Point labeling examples

****

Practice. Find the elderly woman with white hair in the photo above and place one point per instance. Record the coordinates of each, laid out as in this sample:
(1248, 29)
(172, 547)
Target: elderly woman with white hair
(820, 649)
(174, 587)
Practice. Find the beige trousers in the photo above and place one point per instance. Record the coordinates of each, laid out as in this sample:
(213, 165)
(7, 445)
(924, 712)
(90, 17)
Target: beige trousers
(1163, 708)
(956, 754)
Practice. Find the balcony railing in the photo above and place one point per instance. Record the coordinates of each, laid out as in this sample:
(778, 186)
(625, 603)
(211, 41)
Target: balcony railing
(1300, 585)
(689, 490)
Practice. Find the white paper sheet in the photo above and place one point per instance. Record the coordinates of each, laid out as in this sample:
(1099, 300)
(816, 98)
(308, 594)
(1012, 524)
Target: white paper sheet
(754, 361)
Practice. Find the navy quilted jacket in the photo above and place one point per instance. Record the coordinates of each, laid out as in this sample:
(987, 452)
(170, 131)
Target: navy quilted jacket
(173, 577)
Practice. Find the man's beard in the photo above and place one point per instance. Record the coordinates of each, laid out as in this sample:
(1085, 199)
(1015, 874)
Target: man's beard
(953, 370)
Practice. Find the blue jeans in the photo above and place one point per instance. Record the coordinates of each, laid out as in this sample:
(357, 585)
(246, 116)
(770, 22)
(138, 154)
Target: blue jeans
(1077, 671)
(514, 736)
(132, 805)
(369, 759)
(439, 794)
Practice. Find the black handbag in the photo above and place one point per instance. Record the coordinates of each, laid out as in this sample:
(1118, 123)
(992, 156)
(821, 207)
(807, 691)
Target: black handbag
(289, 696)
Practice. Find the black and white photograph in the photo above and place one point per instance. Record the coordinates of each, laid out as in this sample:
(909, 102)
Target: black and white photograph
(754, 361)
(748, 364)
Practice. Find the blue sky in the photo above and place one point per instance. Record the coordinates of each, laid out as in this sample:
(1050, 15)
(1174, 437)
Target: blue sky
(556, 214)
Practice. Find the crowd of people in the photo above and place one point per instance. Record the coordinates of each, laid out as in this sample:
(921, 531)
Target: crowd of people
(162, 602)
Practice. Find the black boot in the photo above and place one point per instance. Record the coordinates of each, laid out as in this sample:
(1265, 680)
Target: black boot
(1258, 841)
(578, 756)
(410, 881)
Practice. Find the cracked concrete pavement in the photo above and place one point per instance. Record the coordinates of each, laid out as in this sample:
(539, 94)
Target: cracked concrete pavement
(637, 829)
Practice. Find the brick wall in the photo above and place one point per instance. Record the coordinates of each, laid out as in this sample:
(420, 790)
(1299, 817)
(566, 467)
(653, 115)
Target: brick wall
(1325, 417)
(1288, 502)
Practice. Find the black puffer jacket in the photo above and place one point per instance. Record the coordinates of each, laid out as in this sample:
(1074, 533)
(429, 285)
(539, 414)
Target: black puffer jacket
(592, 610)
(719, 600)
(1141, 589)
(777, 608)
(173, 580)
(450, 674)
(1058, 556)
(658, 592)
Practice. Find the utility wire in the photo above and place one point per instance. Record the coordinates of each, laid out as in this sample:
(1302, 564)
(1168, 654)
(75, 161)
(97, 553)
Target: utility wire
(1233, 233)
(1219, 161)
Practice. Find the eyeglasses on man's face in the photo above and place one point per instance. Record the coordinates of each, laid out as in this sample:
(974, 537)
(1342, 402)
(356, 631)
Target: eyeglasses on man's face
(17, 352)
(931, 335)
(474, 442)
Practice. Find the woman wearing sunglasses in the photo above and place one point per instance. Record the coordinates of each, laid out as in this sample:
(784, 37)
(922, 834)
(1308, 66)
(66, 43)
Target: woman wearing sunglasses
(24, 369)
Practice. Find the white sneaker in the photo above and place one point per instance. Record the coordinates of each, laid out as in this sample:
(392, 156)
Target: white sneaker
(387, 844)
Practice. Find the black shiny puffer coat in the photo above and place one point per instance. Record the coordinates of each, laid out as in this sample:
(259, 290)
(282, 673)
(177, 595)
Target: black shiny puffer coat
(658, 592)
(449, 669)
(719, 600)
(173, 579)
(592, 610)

****

= DIRECTIONS =
Above are the records; copy exactly the lines from the one with "Practice. Find the utility" through the final line.

= RESPONSE TO THE TASK =
Practice. Find the utility wire in the photo above and place one point per instance. Record the coordinates of each, laid out as in this sample:
(1302, 564)
(1168, 654)
(75, 161)
(97, 553)
Target: utility wire
(1233, 233)
(1219, 161)
Practice. Find the eyeglasses on man's face in the photo above and place one point per instance. Record the coordinates of each, laid out as in this sample:
(974, 537)
(1342, 402)
(356, 631)
Target: eyeglasses on man's face
(17, 352)
(931, 335)
(474, 442)
Practice. Find the woman wearing sunglasses in the photo above and place one point per instance. Record the coordinates of each, laid out as in this sample:
(784, 37)
(922, 834)
(1308, 66)
(66, 43)
Target: woman wearing sunglasses
(24, 369)
Practice. Find the white sneaker in the photo above and place one point per instance. Record the coordinates of each, laid out as in this sample:
(392, 156)
Target: white sneaker
(387, 844)
Practice. Find the black shiny puffer coat in the photo above and place one point per instance. Record the coordinates of each, laid out as in this sample:
(259, 290)
(282, 673)
(177, 595)
Target: black shiny puffer coat
(658, 592)
(449, 669)
(719, 600)
(173, 579)
(592, 610)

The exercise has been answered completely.